# PROBLEM
Lay out the material below as a numbered list, covering the stretch from its start through the line that contains "(1235, 310)", and skip any blank lines. Leave the pictures out of your list.

# INFORMATION SUPPLIED

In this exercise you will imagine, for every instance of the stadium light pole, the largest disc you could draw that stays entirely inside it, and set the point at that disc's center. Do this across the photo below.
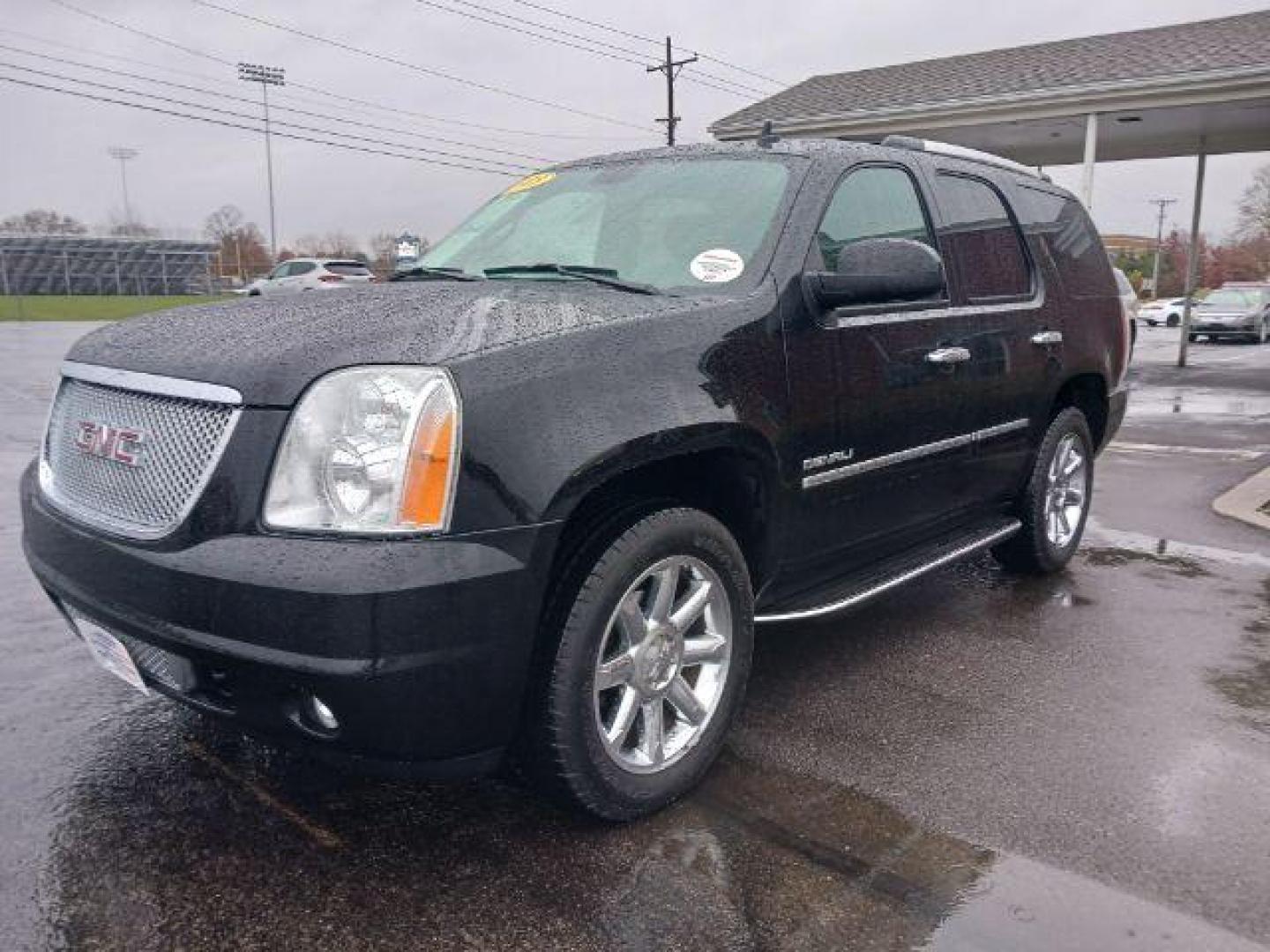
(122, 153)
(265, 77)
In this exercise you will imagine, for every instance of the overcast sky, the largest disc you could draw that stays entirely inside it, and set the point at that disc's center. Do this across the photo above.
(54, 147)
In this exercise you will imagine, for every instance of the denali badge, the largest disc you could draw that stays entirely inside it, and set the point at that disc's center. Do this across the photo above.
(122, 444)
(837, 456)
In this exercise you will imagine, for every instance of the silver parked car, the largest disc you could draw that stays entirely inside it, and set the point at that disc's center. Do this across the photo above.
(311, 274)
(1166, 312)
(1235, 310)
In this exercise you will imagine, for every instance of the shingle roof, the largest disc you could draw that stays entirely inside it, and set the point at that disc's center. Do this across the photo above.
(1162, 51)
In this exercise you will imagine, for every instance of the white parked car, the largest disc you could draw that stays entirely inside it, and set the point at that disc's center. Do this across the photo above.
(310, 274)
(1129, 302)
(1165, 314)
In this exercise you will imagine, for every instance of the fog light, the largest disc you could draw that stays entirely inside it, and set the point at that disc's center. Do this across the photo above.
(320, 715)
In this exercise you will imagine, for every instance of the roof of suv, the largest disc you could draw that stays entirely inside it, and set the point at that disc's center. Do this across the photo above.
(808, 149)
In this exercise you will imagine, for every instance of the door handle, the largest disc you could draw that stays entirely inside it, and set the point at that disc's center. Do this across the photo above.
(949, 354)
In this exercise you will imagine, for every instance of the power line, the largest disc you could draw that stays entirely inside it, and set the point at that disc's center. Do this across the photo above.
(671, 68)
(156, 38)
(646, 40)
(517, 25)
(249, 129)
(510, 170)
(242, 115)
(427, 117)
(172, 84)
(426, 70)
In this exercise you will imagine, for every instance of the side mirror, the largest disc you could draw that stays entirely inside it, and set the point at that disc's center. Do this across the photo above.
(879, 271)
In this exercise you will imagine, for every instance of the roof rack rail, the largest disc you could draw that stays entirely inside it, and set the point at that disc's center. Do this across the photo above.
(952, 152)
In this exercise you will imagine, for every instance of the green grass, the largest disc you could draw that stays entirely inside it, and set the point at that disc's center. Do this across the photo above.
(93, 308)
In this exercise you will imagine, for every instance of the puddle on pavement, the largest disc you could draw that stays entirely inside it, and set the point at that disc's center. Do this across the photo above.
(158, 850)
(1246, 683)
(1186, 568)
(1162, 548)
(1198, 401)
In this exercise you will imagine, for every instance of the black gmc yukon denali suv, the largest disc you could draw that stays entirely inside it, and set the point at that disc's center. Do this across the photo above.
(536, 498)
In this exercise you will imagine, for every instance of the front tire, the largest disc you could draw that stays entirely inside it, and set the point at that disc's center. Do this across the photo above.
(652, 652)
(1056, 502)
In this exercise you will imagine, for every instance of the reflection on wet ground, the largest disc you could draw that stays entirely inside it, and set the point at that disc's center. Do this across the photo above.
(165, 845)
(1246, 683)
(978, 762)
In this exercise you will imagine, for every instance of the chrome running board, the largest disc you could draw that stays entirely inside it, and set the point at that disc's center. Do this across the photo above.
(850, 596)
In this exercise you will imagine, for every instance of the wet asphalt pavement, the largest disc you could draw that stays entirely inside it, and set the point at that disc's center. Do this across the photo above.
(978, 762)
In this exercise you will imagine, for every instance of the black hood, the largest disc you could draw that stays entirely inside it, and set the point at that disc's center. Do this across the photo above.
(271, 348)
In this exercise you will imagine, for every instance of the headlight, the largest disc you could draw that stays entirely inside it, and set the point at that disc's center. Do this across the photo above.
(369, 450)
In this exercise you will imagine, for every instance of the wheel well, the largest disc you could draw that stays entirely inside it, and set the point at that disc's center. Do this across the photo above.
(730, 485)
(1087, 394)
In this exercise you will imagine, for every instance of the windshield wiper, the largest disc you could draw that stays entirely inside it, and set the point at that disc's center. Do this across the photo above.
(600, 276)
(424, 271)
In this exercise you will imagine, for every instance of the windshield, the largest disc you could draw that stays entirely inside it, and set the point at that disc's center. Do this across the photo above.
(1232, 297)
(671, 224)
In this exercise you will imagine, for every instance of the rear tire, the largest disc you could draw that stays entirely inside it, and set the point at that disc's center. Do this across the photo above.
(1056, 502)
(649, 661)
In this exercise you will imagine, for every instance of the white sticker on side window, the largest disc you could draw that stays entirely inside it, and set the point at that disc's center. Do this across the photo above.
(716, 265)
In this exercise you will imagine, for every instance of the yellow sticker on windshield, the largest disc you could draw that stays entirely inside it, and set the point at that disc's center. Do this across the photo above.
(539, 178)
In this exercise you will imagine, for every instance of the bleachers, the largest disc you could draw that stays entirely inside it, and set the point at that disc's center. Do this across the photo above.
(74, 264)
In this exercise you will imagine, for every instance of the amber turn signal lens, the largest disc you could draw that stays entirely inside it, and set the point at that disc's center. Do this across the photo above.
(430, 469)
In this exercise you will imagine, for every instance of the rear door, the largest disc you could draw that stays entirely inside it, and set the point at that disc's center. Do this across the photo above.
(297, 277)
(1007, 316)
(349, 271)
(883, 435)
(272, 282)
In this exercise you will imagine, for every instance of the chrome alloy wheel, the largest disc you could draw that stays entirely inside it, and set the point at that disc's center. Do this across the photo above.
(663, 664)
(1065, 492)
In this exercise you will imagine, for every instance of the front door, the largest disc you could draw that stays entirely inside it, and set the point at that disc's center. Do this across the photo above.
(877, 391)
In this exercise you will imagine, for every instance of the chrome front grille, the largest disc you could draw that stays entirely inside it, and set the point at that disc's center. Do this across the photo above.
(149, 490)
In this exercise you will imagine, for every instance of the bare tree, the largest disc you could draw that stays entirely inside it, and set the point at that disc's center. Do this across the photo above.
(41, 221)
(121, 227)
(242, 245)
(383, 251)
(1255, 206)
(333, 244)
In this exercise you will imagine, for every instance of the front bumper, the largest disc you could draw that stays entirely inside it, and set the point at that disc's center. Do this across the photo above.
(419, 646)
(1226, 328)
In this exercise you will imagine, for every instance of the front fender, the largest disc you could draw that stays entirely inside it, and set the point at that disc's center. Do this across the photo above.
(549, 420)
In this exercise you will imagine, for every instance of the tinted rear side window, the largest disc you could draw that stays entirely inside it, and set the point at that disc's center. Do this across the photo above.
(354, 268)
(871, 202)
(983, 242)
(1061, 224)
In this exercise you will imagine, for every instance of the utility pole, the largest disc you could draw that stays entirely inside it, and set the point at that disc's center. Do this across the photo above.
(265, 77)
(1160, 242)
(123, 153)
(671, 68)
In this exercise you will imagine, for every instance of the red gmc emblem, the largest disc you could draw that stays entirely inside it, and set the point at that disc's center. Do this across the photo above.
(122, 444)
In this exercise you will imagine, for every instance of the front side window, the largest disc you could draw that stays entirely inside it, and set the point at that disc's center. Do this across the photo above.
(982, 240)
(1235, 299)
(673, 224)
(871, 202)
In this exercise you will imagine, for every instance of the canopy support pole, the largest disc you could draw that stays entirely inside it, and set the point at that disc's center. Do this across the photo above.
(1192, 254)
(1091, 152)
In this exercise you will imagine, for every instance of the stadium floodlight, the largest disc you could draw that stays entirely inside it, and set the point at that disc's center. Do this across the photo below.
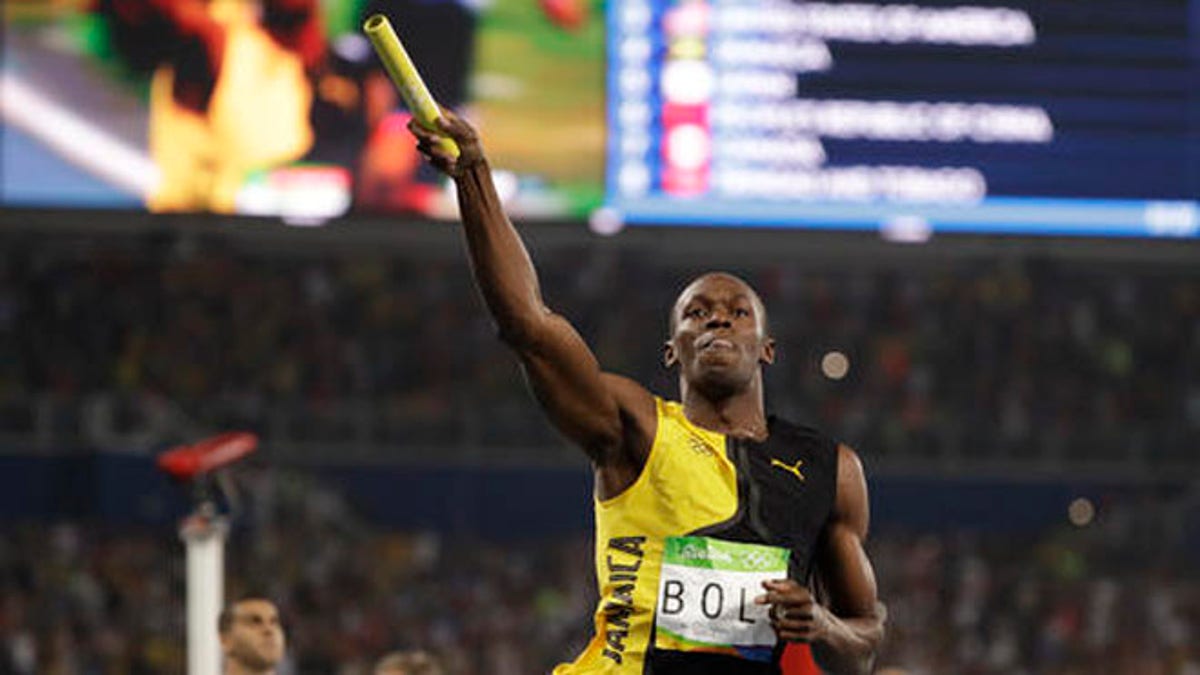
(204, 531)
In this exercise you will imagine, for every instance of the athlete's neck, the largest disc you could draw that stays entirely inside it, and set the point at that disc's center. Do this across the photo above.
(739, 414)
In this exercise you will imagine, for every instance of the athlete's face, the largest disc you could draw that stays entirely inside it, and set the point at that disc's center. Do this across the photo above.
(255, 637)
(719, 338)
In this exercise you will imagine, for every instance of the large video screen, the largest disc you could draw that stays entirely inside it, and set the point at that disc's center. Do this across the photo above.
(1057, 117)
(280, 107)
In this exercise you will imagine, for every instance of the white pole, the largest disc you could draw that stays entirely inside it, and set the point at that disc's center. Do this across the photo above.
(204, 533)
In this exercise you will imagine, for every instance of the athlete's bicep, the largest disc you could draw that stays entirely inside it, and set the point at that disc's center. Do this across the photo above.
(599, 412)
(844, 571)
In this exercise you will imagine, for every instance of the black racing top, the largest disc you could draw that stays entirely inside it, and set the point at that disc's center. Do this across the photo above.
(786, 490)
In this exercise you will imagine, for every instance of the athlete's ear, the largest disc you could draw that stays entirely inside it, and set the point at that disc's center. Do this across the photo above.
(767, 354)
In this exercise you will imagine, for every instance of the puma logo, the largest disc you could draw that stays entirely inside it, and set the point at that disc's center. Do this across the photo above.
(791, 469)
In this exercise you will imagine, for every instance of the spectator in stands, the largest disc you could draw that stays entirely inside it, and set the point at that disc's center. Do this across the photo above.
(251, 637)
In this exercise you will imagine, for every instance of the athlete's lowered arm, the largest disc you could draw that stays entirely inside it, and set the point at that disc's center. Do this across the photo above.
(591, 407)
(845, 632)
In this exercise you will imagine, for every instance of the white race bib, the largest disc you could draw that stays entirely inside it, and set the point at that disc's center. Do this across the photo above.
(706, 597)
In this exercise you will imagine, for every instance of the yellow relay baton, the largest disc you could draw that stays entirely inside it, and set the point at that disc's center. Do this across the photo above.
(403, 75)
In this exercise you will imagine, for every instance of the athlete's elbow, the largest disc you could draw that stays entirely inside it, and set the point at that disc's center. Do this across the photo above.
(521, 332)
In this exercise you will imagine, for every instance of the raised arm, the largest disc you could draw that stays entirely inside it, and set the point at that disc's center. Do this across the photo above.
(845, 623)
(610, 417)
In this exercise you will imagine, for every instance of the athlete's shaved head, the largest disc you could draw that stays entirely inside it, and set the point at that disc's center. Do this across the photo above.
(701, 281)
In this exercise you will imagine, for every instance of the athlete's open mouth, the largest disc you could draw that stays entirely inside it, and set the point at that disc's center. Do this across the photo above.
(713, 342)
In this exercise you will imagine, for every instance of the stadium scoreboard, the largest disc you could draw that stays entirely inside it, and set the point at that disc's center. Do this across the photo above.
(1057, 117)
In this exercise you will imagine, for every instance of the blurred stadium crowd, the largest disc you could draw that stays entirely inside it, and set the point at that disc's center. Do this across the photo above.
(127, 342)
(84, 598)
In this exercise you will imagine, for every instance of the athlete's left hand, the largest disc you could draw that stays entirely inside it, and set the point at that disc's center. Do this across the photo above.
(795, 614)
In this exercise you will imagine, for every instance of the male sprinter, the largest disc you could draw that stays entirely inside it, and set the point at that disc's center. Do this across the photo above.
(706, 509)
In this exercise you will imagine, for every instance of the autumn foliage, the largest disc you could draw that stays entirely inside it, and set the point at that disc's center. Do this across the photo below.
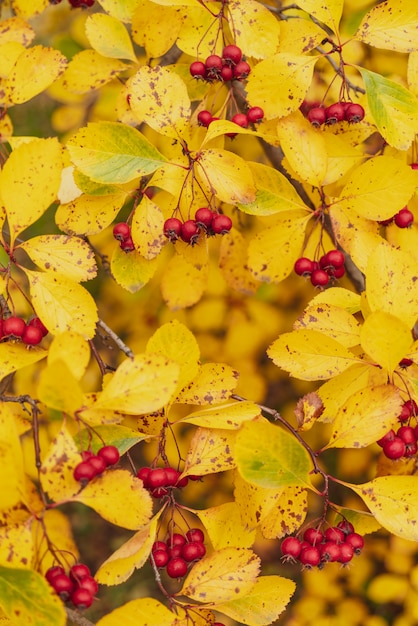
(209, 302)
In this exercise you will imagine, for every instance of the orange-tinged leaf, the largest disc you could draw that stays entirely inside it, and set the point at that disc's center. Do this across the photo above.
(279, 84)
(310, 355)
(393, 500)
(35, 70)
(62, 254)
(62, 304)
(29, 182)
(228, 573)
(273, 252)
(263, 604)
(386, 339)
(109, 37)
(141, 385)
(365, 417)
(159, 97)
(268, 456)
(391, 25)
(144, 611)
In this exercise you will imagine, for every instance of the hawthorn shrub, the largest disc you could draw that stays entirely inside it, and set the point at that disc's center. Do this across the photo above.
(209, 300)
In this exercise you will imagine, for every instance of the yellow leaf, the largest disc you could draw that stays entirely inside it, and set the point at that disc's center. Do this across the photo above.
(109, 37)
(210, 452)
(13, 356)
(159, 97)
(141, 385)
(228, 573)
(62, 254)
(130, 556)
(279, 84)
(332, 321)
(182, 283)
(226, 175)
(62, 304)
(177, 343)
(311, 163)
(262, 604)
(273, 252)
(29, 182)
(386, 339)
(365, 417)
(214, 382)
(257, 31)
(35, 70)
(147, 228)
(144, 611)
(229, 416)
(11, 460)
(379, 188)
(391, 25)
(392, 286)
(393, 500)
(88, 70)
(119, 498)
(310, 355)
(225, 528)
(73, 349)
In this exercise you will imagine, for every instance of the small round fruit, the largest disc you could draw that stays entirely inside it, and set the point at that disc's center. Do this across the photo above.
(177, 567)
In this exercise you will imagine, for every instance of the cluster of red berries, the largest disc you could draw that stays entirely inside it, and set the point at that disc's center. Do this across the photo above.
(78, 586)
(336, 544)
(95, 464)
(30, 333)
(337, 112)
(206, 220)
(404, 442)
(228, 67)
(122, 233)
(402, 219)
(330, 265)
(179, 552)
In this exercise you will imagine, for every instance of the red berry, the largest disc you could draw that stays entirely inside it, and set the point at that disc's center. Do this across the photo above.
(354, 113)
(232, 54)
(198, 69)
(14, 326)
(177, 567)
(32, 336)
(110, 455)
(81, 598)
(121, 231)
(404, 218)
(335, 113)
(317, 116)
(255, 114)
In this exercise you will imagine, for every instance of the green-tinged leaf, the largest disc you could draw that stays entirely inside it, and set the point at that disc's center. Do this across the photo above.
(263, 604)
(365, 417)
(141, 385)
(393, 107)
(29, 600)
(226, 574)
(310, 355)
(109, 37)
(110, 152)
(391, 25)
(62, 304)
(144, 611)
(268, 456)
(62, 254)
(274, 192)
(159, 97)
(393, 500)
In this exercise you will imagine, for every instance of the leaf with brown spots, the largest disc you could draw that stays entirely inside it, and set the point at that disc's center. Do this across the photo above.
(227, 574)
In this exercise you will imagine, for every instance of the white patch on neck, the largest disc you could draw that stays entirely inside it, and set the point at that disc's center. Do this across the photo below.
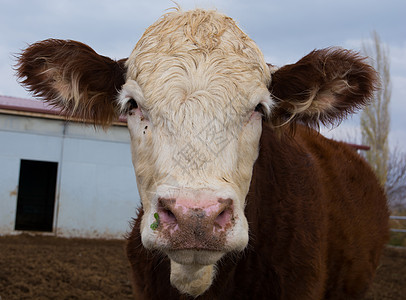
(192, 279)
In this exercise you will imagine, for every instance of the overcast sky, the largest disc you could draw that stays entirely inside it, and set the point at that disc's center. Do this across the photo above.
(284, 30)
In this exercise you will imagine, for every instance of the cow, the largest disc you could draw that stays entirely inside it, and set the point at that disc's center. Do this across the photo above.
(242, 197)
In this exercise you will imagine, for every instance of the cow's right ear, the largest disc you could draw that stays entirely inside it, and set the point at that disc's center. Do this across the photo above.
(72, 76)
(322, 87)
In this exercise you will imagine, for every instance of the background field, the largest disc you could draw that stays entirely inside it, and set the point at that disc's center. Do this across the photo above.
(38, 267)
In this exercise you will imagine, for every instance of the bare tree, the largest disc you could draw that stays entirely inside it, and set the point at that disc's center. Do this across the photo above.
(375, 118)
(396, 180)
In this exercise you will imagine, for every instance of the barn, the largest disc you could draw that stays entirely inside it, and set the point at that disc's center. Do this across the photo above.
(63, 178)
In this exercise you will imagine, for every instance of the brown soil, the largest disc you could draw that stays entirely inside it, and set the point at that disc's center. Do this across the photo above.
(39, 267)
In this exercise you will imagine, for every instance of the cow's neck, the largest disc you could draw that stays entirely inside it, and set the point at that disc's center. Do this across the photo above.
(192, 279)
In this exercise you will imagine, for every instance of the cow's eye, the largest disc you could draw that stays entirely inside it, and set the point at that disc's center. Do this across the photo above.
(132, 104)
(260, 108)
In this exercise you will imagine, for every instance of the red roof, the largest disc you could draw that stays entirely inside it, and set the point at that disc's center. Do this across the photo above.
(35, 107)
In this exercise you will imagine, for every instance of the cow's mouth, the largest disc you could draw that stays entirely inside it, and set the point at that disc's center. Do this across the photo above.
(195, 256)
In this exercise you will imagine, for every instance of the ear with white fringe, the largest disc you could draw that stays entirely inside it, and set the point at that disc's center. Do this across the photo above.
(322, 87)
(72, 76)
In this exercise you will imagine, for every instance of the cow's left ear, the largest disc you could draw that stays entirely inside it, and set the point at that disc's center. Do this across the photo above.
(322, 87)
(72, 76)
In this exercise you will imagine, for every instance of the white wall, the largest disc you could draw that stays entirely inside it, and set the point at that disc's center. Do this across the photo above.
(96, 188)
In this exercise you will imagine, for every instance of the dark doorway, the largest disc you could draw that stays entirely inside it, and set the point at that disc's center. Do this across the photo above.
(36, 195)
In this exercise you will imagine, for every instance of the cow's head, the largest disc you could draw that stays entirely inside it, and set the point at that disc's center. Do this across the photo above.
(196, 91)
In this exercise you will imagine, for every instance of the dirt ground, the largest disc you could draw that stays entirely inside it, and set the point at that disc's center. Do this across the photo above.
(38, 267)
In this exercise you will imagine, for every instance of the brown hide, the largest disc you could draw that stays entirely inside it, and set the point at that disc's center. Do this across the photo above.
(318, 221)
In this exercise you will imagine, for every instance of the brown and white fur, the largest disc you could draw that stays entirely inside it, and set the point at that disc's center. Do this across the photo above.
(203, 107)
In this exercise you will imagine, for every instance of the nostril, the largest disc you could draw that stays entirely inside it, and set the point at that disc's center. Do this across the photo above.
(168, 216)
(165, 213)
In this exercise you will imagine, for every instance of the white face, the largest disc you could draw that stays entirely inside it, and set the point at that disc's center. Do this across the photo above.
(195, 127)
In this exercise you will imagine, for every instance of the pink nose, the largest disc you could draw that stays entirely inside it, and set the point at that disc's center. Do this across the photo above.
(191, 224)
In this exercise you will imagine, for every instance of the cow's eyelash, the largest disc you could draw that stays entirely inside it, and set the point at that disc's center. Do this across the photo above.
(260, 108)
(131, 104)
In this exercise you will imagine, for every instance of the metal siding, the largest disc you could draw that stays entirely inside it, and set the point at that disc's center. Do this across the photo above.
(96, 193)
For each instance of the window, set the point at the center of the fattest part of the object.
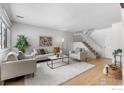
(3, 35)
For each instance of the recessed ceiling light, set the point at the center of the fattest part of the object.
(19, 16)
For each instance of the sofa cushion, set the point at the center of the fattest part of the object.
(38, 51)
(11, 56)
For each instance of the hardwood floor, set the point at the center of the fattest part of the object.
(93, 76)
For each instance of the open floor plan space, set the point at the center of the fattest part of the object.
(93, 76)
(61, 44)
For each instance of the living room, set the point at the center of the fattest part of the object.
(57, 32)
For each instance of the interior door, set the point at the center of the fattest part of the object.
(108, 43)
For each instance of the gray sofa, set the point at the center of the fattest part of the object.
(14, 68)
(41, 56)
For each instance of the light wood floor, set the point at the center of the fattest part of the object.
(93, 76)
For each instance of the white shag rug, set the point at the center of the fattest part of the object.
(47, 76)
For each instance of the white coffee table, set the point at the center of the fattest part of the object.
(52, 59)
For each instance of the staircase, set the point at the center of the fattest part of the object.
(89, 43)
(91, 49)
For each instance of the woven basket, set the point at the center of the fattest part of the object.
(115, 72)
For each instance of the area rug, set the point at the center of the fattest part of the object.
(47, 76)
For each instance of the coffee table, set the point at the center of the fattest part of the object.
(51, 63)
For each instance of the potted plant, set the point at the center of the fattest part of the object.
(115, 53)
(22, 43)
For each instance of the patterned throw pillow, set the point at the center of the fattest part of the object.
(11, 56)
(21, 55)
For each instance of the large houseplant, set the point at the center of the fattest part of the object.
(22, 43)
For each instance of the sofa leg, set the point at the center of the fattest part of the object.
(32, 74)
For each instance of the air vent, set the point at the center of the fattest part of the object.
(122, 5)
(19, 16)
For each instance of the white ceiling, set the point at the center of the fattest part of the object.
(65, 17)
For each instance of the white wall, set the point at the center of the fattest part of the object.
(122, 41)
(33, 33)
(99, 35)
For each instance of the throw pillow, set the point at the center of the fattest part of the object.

# EXERCISE RESULT
1. In this exercise you will imagine, for every instance of the stadium light pole, the largest disc you could draw that stays entirely inside it, and set the point at that disc's center. Do this across the photo below.
2. (122, 153)
3. (265, 77)
4. In this exercise you will imagine, for every instance of the overcast sky, the largest disc you could draw that stays entirely inside it, and set the point at that disc's center. Do this across the photo above.
5. (54, 147)
6. In this exercise you will imagine, for every instance of the denali badge, the largest disc you could draw that stays entirely inside it, and set the point at that disc's center. Do this across the photo above.
7. (122, 444)
8. (837, 456)
9. In this exercise you will imagine, for every instance of the silver parked car, the largest disc you could draw that stays entirely inside it, and set the point at that disc's center. Do this across the photo above.
10. (311, 274)
11. (1166, 312)
12. (1235, 310)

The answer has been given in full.